» **WHAT IS EXPECTED**
Reproduce word for word the part of the data below that opens with its very first line and closes with the line containing "column 38, row 47", including both of those lines.

○ ○ ○ ○ ○

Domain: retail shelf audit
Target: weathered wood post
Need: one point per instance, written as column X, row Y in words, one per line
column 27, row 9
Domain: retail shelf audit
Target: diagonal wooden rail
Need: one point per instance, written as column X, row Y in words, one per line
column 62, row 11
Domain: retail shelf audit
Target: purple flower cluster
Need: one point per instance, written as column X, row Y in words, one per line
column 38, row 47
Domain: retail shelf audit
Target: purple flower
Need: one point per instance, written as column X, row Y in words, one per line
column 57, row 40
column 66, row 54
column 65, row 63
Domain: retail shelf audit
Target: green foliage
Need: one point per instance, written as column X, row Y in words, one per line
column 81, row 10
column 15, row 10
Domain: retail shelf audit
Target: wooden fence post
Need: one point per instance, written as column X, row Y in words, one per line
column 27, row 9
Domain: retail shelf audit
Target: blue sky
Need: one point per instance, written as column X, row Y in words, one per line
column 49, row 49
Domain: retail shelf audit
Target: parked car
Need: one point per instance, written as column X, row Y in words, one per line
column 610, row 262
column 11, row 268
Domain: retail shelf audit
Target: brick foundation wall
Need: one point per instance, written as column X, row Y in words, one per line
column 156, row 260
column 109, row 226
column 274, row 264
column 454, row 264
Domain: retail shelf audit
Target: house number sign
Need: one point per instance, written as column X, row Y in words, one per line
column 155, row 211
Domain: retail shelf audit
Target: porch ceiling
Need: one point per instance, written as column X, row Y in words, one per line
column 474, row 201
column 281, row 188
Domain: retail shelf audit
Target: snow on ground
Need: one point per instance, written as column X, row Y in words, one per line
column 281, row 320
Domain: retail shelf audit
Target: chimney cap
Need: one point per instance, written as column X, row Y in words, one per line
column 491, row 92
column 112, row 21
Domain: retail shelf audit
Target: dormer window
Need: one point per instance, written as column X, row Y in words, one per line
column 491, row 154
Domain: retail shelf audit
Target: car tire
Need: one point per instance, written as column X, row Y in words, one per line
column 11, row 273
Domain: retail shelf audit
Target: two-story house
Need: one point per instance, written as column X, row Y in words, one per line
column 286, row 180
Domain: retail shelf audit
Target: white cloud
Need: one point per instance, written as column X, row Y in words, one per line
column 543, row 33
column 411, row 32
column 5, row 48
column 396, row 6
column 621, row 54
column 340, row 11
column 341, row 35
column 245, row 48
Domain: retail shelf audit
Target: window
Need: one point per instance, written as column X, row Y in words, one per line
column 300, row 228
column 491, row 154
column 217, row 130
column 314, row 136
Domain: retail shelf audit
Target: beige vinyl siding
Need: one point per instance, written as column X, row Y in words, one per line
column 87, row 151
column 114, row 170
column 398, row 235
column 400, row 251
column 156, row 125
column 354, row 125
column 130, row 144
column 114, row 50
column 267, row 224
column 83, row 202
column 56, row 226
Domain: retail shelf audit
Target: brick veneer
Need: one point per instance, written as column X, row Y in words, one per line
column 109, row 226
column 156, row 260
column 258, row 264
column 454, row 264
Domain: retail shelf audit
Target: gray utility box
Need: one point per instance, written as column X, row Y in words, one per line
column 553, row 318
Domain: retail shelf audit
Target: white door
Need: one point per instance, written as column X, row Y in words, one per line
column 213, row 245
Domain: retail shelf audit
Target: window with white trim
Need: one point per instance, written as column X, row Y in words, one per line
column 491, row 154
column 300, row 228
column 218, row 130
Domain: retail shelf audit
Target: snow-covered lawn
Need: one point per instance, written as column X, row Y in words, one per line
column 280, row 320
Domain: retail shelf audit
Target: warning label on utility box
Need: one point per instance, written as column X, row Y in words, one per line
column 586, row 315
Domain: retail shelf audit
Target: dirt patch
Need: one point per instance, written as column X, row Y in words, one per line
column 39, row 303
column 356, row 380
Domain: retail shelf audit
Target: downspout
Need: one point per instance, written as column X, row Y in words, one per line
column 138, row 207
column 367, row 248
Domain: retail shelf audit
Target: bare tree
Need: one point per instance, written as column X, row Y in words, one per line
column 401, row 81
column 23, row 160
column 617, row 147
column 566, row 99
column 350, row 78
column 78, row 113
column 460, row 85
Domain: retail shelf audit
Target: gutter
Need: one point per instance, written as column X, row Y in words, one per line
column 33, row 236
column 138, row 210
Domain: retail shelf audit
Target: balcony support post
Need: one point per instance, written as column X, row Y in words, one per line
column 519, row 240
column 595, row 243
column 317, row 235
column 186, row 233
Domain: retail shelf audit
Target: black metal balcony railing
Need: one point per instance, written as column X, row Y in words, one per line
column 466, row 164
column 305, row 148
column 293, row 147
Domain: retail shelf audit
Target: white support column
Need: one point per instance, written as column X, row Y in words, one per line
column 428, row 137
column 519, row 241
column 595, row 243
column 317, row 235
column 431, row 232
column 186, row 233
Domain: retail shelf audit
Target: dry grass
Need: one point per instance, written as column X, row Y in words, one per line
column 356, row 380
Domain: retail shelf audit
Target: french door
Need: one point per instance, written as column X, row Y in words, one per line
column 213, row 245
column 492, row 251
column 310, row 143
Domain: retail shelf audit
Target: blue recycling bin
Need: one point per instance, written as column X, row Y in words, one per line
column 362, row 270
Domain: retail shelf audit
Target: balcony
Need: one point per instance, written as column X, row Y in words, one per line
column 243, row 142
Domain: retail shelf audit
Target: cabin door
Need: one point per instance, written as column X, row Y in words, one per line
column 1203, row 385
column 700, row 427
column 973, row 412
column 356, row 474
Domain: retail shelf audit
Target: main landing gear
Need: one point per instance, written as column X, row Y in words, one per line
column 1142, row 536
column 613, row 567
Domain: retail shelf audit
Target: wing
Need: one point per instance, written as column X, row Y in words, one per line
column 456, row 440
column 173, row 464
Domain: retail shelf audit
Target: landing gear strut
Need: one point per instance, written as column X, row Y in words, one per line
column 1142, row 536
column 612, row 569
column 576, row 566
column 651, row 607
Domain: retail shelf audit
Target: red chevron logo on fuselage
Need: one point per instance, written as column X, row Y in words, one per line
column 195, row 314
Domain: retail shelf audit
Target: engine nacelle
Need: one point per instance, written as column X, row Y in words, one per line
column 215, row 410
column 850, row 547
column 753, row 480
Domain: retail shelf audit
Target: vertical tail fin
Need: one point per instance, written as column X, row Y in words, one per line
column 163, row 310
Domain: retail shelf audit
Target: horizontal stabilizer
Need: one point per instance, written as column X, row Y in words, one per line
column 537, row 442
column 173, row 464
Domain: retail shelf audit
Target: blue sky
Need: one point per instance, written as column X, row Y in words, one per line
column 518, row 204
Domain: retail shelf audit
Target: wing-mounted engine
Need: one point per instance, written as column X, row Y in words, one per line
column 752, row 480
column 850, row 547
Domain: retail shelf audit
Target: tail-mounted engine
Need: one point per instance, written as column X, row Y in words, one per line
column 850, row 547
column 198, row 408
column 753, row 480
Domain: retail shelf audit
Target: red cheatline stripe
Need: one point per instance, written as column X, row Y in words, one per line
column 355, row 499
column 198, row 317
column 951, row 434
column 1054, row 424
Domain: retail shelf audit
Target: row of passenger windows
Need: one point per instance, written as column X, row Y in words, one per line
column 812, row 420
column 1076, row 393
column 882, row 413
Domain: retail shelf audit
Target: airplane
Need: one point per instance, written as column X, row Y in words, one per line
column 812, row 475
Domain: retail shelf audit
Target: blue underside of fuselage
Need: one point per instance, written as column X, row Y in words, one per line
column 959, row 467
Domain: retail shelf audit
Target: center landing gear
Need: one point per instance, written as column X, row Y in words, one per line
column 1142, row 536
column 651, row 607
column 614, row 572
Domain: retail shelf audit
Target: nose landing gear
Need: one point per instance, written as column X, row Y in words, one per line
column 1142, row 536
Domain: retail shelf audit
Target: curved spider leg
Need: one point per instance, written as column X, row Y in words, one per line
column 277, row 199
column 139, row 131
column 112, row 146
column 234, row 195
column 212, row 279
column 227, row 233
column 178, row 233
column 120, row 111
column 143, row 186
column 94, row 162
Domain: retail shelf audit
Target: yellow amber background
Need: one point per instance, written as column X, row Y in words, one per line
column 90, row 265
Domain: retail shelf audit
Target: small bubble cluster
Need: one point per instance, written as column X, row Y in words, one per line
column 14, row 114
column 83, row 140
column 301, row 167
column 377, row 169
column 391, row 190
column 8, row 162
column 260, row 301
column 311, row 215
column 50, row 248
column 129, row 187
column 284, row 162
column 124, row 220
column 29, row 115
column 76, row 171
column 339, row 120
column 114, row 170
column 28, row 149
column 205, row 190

○ ○ ○ ○ ○

» **EXERCISE ANSWER**
Domain: retail shelf audit
Target: weathered wood post
Need: one point per instance, written as column X, row Y in words, one per line
column 27, row 9
Domain: retail shelf audit
Target: diagonal wooden rail
Need: one point per instance, written as column X, row Y in words, one per line
column 62, row 11
Domain: retail shelf audit
Target: purple flower cluster
Need: one point per instance, written as column X, row Y in words, one per line
column 38, row 47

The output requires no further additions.